* OBJECTIVE
Everything from the line that contains "Could you mark every instance of the green moss" through the final line of the records should be written out exactly, and nothing outside that span.

:::::

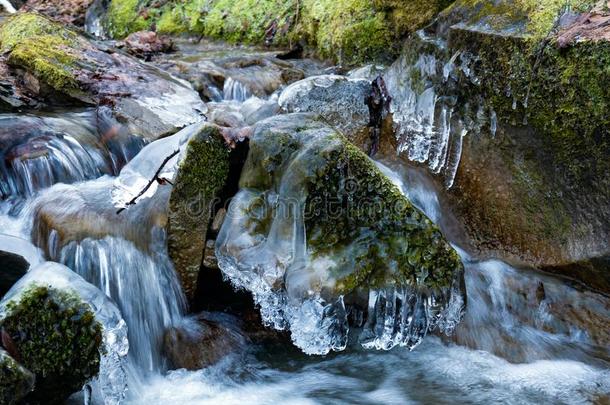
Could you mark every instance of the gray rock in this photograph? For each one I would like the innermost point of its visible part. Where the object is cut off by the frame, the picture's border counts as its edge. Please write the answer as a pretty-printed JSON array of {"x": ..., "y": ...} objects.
[{"x": 339, "y": 101}]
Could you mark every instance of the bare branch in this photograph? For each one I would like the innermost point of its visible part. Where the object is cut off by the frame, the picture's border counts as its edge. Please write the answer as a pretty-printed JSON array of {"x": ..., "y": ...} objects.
[{"x": 155, "y": 178}]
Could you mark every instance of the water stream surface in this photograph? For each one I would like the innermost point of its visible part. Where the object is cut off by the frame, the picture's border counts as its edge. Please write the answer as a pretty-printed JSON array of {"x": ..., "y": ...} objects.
[{"x": 526, "y": 337}]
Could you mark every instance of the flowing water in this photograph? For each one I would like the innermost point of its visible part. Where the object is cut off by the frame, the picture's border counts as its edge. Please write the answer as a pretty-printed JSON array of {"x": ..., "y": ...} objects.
[{"x": 526, "y": 337}]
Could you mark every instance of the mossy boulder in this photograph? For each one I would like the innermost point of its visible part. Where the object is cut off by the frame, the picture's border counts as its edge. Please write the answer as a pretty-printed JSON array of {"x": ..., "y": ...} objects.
[
  {"x": 526, "y": 147},
  {"x": 56, "y": 65},
  {"x": 349, "y": 31},
  {"x": 15, "y": 380},
  {"x": 202, "y": 173},
  {"x": 316, "y": 221},
  {"x": 57, "y": 338}
]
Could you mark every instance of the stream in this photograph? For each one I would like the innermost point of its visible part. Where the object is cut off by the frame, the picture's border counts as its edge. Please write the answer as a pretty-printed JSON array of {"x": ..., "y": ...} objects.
[{"x": 527, "y": 337}]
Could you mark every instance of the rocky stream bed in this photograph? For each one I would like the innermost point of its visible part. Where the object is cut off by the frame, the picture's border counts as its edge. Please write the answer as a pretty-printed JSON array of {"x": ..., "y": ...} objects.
[{"x": 313, "y": 202}]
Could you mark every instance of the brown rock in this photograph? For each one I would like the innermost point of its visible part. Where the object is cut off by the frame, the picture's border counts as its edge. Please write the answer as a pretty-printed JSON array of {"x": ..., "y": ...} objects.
[{"x": 203, "y": 340}]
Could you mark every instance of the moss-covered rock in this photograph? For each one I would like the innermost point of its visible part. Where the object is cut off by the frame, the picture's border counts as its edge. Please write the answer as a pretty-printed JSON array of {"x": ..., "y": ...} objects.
[
  {"x": 315, "y": 221},
  {"x": 44, "y": 48},
  {"x": 15, "y": 380},
  {"x": 202, "y": 173},
  {"x": 55, "y": 64},
  {"x": 526, "y": 149},
  {"x": 354, "y": 216},
  {"x": 349, "y": 31},
  {"x": 57, "y": 338}
]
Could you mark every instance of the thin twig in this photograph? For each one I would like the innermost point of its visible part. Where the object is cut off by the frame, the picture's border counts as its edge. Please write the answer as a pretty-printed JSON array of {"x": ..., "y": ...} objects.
[{"x": 150, "y": 182}]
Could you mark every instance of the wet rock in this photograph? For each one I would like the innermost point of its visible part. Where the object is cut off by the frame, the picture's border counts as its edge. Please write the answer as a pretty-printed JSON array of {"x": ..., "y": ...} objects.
[
  {"x": 56, "y": 335},
  {"x": 69, "y": 68},
  {"x": 39, "y": 150},
  {"x": 202, "y": 173},
  {"x": 203, "y": 340},
  {"x": 15, "y": 381},
  {"x": 340, "y": 101},
  {"x": 315, "y": 221},
  {"x": 511, "y": 127},
  {"x": 65, "y": 11},
  {"x": 209, "y": 255},
  {"x": 12, "y": 268},
  {"x": 349, "y": 31},
  {"x": 144, "y": 44},
  {"x": 589, "y": 26}
]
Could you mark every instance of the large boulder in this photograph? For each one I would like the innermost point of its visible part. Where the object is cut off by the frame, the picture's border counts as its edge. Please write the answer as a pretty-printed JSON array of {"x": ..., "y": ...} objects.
[
  {"x": 15, "y": 380},
  {"x": 202, "y": 173},
  {"x": 340, "y": 101},
  {"x": 54, "y": 63},
  {"x": 232, "y": 78},
  {"x": 316, "y": 221},
  {"x": 62, "y": 329},
  {"x": 515, "y": 130},
  {"x": 67, "y": 12}
]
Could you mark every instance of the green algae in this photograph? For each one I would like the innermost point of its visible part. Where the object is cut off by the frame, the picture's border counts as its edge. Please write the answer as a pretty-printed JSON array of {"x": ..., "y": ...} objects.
[
  {"x": 357, "y": 223},
  {"x": 57, "y": 337},
  {"x": 43, "y": 47},
  {"x": 347, "y": 31},
  {"x": 202, "y": 174}
]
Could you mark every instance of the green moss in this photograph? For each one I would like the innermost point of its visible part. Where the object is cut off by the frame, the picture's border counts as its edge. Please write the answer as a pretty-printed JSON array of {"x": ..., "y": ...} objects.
[
  {"x": 202, "y": 175},
  {"x": 57, "y": 337},
  {"x": 349, "y": 31},
  {"x": 15, "y": 381},
  {"x": 123, "y": 18},
  {"x": 41, "y": 46},
  {"x": 355, "y": 218}
]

:::::

* ANSWER TO THE TASK
Could you mark every instance of the green moss in this photograph? For each one I would like the innermost point of its visible part. Where the object is cut off by the frame, the picture's border counts as its edge. Please write the answer as a pretty-printed JSON array of {"x": ..., "y": ...} objects.
[
  {"x": 202, "y": 175},
  {"x": 57, "y": 337},
  {"x": 349, "y": 31},
  {"x": 15, "y": 381},
  {"x": 123, "y": 18},
  {"x": 41, "y": 46},
  {"x": 355, "y": 218}
]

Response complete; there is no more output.